▸ WHAT YOU WILL DO:
- A) Using the passage on the DirectShow engine, answer these questions, one per line:
(i) Which procedure calls DirectShow_Shutdown?
(ii) Which two calls does the passage say are all you really need?
(iii) What sample project does it offer for playing videos?
- B) Carry on the passage about the DirectShow engine from its final sentence.

▸ EXCERPTED PASSAGE:
*-*-*

As you can see, all I setup was some very simple functions for Play, Stop, Pause, Loop, Speed, Volume, Balance, Position, etc. Now in your Form, put this code in, and you are all set:


VB Code:
Option Explicit
 Private Sub Form_Activate()
    
    'Change the file path of your mp3 in here.
     DirectShow_Load_Media "C:\Jacob's Stuff\Music\Mp3's\Black Metal\Dimmu Borgir - Enthrone Darkness Triumphant - 10 - A Succubus In Rapture.mp3"
    
    'You don't need to do this part, but it's nice to be
    'able to control it.
    '------------------------------------------------
    DirectShow_Volume 100
    DirectShow_Balance 0
    DirectShow_Speed 100
    DirectShow_Set_Position 0, 0, 0, 0
    '------------------------------------------------
     DirectShow_Play
 End Sub
 Private Sub Form_Unload(Cancel As Integer)
      DirectShow_Shutdown
 End Sub

That's all you really need. DirectShow_Load_Media and DirectShow_Play. It's that simple.  :Wink: 

To play videos, here is a sample project: Video Player

Feel free to add to my DirectShow engine. I only added the basic functions that is perfect for making your own media player.

*-*-*

[Entries for pointing and labeling]
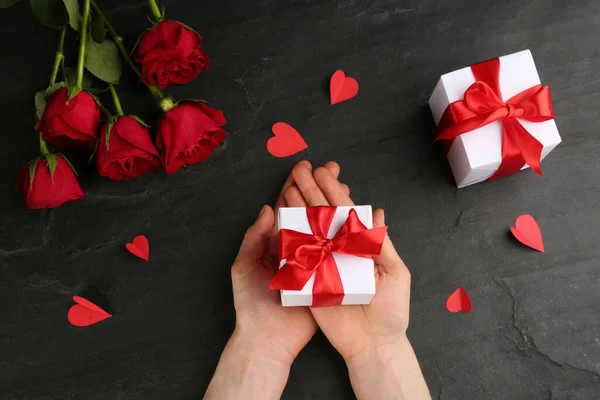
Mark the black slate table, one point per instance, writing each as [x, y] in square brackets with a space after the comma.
[534, 332]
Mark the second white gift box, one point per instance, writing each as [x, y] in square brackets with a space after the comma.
[476, 155]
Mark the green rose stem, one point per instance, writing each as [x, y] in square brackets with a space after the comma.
[116, 100]
[165, 102]
[84, 33]
[59, 59]
[155, 10]
[43, 148]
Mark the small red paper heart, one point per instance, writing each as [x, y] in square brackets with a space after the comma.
[459, 300]
[341, 87]
[527, 231]
[140, 247]
[86, 313]
[287, 141]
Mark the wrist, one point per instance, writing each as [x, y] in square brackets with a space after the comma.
[250, 367]
[257, 348]
[380, 351]
[387, 370]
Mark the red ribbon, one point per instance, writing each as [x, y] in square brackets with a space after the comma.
[483, 105]
[306, 253]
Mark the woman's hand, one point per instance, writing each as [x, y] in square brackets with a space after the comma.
[267, 336]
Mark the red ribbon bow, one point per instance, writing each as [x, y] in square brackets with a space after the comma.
[483, 105]
[306, 254]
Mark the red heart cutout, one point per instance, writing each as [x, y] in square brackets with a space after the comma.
[86, 313]
[459, 300]
[527, 231]
[140, 247]
[341, 87]
[287, 141]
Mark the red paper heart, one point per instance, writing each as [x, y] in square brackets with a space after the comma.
[527, 231]
[459, 300]
[86, 313]
[287, 141]
[140, 247]
[341, 87]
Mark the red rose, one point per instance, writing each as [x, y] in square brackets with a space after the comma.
[188, 133]
[127, 151]
[170, 53]
[70, 123]
[42, 189]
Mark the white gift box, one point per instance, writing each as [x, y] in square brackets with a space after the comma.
[474, 156]
[357, 273]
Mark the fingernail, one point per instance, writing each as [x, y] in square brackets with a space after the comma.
[262, 211]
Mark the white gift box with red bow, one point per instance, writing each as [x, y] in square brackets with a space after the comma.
[476, 155]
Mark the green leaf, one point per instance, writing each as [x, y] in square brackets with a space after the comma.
[52, 163]
[72, 7]
[72, 92]
[97, 29]
[110, 123]
[42, 97]
[103, 60]
[32, 167]
[7, 3]
[71, 77]
[51, 13]
[138, 119]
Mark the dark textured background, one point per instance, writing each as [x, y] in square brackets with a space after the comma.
[534, 329]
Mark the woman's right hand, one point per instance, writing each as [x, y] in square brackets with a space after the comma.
[371, 338]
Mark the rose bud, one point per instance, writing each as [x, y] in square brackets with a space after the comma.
[126, 149]
[48, 181]
[170, 53]
[188, 133]
[70, 123]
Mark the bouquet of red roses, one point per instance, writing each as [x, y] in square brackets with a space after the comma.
[70, 113]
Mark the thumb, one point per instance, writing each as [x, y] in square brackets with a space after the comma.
[255, 241]
[388, 260]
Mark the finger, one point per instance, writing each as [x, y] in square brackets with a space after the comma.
[333, 167]
[331, 188]
[308, 187]
[346, 189]
[388, 260]
[255, 241]
[294, 198]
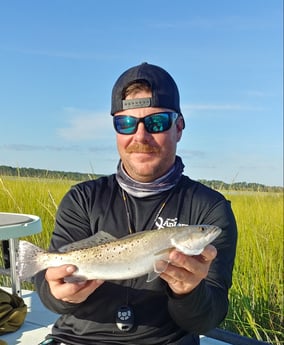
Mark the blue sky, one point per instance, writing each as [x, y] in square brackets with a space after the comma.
[60, 58]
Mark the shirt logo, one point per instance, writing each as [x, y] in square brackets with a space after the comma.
[167, 223]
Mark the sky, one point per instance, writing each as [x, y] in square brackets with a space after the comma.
[59, 60]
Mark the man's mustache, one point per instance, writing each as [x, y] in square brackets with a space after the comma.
[141, 148]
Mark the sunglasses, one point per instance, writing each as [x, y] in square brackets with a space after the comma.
[154, 123]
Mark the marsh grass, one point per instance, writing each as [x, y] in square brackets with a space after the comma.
[256, 297]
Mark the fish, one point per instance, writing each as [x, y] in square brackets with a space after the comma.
[105, 257]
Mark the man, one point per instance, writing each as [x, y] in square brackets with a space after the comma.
[149, 191]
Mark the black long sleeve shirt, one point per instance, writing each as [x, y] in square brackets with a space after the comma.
[160, 317]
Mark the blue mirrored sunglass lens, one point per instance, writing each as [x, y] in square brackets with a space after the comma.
[157, 123]
[154, 123]
[125, 124]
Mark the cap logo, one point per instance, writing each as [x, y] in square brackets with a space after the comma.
[136, 103]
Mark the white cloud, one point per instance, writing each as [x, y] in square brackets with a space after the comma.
[86, 125]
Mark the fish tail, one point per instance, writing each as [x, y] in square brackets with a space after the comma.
[28, 263]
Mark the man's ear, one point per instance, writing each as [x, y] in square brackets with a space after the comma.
[180, 126]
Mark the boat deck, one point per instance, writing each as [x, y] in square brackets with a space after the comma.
[39, 321]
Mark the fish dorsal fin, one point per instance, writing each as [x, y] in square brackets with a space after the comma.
[100, 237]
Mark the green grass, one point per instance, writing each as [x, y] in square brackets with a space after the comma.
[256, 297]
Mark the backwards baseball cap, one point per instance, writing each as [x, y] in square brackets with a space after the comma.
[165, 93]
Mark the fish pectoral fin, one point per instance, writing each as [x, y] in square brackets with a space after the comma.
[187, 250]
[152, 276]
[100, 237]
[75, 279]
[159, 267]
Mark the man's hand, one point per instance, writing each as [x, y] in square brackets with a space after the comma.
[69, 292]
[185, 272]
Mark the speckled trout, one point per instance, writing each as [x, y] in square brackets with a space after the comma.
[105, 257]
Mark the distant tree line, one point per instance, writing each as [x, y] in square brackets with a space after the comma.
[42, 173]
[76, 176]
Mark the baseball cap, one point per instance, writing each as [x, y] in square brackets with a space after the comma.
[165, 92]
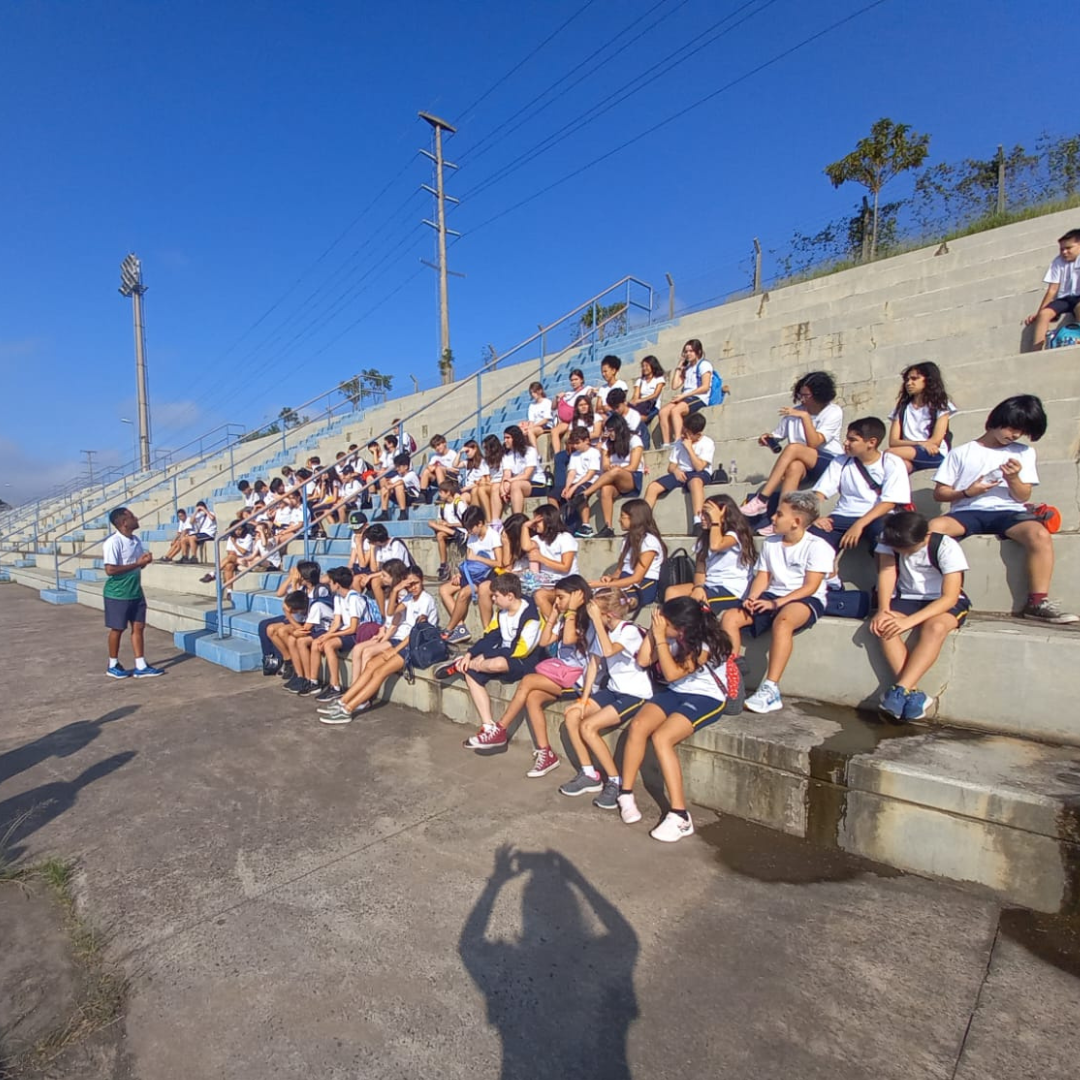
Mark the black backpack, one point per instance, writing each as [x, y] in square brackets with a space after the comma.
[426, 648]
[678, 569]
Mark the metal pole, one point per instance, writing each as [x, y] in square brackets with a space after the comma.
[144, 401]
[1001, 179]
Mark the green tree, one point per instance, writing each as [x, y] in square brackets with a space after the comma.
[889, 150]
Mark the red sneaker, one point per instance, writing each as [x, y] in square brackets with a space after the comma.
[487, 738]
[545, 760]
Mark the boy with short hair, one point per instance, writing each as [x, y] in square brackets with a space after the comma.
[869, 484]
[404, 485]
[447, 526]
[184, 529]
[1063, 287]
[988, 482]
[349, 612]
[786, 593]
[124, 603]
[920, 588]
[507, 651]
[689, 466]
[443, 463]
[609, 372]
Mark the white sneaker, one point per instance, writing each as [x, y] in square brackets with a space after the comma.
[765, 699]
[628, 809]
[672, 828]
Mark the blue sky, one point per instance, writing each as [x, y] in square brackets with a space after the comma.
[231, 145]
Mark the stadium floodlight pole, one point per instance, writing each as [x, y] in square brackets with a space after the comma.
[445, 356]
[131, 284]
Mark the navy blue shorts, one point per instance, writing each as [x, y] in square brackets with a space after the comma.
[959, 610]
[625, 704]
[923, 459]
[764, 620]
[517, 667]
[994, 523]
[719, 599]
[699, 710]
[120, 612]
[669, 483]
[840, 525]
[1064, 305]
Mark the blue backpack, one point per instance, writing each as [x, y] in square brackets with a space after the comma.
[1067, 334]
[716, 386]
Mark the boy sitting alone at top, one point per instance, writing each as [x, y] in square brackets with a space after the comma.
[786, 593]
[988, 482]
[1063, 287]
[871, 485]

*-*-*

▸ PER-TASK OUTPUTS:
- A)
(i) Form_Unload
(ii) DirectShow_Load_Media and DirectShow_Play
(iii) Video Player

- B)
----------


## Jenova

Two other ways that you might find helpful are the sndPlaySound API and the MMControl that can be added in VB.

*sndPlaySound*

This function plays the sound specified by 'lpszPlaySound' parameter. This function is limited to .wav files. An example of use is shown below.


VB Code:
Option Explicit
 
' Plays the sound specified by
' lpszPlaySound. This function is
' limited to .wav files.
Private Declare Function sndPlaySound _
    Lib "winmm.dll" _
    Alias "sndPlaySoundA" ( _
        ByVal lpszSoundName As String, _
        ByVal uFlags As Long) _
        As Long
        
Private Const SND_NOWAIT    As Long = &H2000                    ' Don't wait if the driver is busy
Private Const SND_SYNC      As Long = &H0                       ' Play synchronously (default)
Private Const SND_FLAGS     As Long = SND_SYNC Or SND_NOWAIT    ' Combination of two constants above
 Private Sub Command1_Click()
    ' Call sndPlaySound to play our file
    Call sndPlaySound(App.Path & "\Chimes.wav", SND_FLAGS)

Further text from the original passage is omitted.